CONSIGNAS:
[1] Responde con datos del relato sobre la Policía Élite:
(a) ¿Cuánto tiempo estuvo encerrado Juan en la barandilla de la Policía Municipal?
(b) ¿Qué edad tenía Juvencio Quiroz Ibarra?
(c) ¿Cuántos empleados más de la misma tienda departamental tienen una historia similar a la de Juan?
[2] Prosigue el relato sobre la Policía Élite a partir de su última oración.

FRAGMENTO SELECCIONADO:
━━━━
Con aquellas explicaciones que acusaban ya la conducta criminal de la Policía Élite, Juan casi se orina y defeca en los pantalones.

Finalmente deciden dejarlo en libertad. Y le anuncian que su sentencia es la muerte si habla o denuncia los hechos.

Es llevado a la barandilla de la Policía Municipal. Allí acepta que los golpes que acusa son porque estaba borracho, que perdió todas sus pertenencias por esa causa. Es encerrado, no unas horas, sino casi un día. En la noche vomita sangre y le duele todo el cuerpo. Sabe que la había librado, de momento, porque a unos metros de donde estaba, otro motociclista era torturado, pero ahora en las celdas municipales.

Su primo la ha pasado peor y esta casi muerto, pero de miedo.

Días después de haber sido torturado por los élites, Juan se entera por el periódico que en las inmediaciones del ejido Primero de Mayo encontraron el cuerpo de un desconocido. En realidad, leyó, se trataba de Juvencio Quiroz Ibarra, un comerciante de 42 años de edad, resiente de la colonia Scally que gustaba de calzar botas y pantalones de gotcha, que para los ojos no avispados parecen tácticos.

El comerciante de chucherías tenía vendado el rostro, con los mismos amarres que a él le hicieron los élites. Y tiembla, tiembla

La historia de Juan es similar a la de otros cinco empleados de la misma tienda departamental que han contado a sus gerentes lo ocurrido. Y estos han enviado los casos a sus superiores, pues para ellos, el abuso de autoridad puede terminar en la muerte de sus empleados.
━━━━
MATERIAL PROPORCIONADO:

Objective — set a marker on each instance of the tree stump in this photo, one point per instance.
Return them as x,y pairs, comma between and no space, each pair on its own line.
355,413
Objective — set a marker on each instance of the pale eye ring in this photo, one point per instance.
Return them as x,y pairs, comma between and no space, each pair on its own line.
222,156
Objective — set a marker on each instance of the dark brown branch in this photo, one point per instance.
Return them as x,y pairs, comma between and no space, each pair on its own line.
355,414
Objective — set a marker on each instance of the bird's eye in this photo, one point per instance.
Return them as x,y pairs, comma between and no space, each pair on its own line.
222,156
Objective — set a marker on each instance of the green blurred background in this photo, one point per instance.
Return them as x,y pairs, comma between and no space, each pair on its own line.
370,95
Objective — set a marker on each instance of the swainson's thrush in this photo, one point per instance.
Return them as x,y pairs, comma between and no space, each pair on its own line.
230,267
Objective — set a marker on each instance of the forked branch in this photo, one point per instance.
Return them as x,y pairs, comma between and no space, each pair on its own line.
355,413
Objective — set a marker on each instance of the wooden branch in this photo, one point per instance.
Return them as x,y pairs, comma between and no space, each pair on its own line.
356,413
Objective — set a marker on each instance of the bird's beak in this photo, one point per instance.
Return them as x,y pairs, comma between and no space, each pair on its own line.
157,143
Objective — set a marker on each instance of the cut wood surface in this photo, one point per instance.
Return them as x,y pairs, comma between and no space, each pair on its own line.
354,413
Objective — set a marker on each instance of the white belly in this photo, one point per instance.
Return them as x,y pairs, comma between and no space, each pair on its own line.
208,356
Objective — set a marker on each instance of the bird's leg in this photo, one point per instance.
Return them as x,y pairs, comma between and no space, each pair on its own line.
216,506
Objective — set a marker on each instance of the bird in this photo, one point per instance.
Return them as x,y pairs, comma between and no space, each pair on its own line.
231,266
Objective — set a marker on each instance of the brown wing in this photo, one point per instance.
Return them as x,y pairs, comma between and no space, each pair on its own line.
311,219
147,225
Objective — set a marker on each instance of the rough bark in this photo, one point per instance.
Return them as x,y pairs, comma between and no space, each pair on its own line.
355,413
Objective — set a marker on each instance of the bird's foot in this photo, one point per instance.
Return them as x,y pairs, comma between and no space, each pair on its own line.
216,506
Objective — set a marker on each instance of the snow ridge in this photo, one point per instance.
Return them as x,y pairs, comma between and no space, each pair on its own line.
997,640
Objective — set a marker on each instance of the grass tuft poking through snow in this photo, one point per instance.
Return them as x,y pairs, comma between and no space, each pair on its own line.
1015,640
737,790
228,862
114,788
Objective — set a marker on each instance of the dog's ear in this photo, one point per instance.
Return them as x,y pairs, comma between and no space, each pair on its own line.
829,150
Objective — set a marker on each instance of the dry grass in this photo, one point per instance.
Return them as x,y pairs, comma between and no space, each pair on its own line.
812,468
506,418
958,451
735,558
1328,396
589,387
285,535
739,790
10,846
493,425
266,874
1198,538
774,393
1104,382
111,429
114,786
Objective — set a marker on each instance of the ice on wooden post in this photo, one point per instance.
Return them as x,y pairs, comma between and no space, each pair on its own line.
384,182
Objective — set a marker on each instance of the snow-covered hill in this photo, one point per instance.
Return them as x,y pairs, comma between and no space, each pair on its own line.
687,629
━━━━
RESPUESTAS:
[1]
(a) Casi un día.
(b) 42 años.
(c) Cinco.

[2]
De la admiración al odio

“Yo los admiraba, porque el periódico decía que se la rifaban con los tiradores y con los gatilleros; esos sí tienen huevos, pensé muchas veces, pero ahora ya no cabilo igual; es más, creo que se merecen lo que les hacen los matones, porque son unas bestias esos cabrones, en su pinche miedo, con su puta capucha, en bola, sin nada que los identifique son muy cabrones con uno, con el jodido, con el que no tiene quién lo defienda. A mí me chingaron a lo pendejo, nomás porque pueden hacerlo, pero ahora les deseo la muerte”.

Así, con coraje habla Ricardo, quien labora en otra tienda departamental, con varias sucursales en la ciudad.

El día que su existencia se complicó, había salido casi 60 minutos después de la media noche. Viajaba en moto a su casa, orando porque no lo asaltaran o que un cafre le pasase por encima o que una bala perdida se alojara en su humanidad.

“Dios me aceptó los ruegos y me protegió, pero dejó por fuera a estos cabrones uniformados de azul y negro”, dice.

Viajando a menos de 40 kilómetros por hora, desaceleró la moto cuando vio las patrullas. “Hay que respetarlos porque sí que se la rifan los polis”, pensó y hasta recordó haberlos saludado con un movimiento de cabeza.

No sabe qué detonó la furia de los agentes, pero estos como impulsados por un resorte lo atraparon. “Una súper madriza me acomodaron, y querían al bueno, que era halcón, y sopas, más chinga. Pensé que estaba en una casa de seguridad, pero no, estaba en los separos.

Las celdas, el pasto, las piedras, todo es de ahí dentro. Y ni qué alegarles, porque ellos presumen que nadie les hace nada porque tienen todo el respaldo de sus jefes, desde el director hasta el alcalde”.

“Podemos chingar al que sea y qué compa. Ni tus licenciaditos nos hacen nada”.

“Así me dijeron y pues ni modo de no creerles. Pero ahora sí compa, los creí buenos, los defendí, pero ya no lo haré más, si se los chingan, es porque se lo merecen, y ni modo, en su pecado llevan la penitencia”.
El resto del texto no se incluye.